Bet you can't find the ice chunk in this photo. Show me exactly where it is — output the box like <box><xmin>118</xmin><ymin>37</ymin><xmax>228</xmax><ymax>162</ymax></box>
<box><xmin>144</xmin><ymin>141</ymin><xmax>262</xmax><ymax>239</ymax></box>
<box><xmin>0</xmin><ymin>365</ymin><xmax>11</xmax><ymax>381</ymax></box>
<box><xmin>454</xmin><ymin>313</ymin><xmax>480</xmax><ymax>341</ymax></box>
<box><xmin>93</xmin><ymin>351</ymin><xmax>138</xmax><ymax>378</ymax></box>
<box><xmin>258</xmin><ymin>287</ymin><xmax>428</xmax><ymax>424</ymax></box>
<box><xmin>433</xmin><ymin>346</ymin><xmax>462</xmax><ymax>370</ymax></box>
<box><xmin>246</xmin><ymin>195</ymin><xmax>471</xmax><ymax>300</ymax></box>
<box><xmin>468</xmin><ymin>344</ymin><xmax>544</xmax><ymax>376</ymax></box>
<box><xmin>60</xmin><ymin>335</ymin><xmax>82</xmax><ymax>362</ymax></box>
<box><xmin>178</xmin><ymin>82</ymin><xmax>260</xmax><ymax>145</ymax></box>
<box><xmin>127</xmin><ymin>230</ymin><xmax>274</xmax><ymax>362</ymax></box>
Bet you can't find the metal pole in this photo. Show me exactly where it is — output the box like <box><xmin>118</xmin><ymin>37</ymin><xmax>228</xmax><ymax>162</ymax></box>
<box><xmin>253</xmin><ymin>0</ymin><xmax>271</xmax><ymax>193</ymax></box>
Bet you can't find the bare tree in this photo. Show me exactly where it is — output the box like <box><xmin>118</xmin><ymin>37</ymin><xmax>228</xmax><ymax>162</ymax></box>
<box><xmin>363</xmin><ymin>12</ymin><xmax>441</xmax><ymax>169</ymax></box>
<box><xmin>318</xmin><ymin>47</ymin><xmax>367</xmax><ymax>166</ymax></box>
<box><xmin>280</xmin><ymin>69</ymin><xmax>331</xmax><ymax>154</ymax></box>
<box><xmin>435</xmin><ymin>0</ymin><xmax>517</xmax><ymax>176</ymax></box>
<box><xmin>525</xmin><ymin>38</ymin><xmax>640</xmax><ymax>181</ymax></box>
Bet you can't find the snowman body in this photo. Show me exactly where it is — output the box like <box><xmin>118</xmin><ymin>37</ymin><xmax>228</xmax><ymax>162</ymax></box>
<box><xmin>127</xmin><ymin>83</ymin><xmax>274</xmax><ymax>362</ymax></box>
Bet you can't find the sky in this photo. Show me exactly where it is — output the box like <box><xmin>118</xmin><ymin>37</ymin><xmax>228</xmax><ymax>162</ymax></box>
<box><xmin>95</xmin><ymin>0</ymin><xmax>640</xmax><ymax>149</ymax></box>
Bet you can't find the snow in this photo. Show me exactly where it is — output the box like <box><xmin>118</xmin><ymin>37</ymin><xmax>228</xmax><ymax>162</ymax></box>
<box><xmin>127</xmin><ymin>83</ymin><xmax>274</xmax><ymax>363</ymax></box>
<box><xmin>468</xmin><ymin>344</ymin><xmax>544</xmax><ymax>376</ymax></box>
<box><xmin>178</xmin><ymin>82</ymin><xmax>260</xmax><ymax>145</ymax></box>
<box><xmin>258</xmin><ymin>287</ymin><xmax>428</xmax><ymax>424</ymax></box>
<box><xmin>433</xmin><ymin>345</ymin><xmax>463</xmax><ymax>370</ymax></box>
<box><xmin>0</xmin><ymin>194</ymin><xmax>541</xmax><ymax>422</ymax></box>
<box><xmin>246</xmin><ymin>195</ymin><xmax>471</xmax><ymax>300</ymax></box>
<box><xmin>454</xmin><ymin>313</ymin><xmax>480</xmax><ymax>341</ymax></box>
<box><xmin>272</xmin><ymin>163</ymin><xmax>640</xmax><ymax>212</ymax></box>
• • • • •
### [DIRECTIONS]
State how many lines in the entries above contain the string "metal", counting only case-sensitive matches. Give the number alone.

### [ANSWER TO THE PROBLEM]
1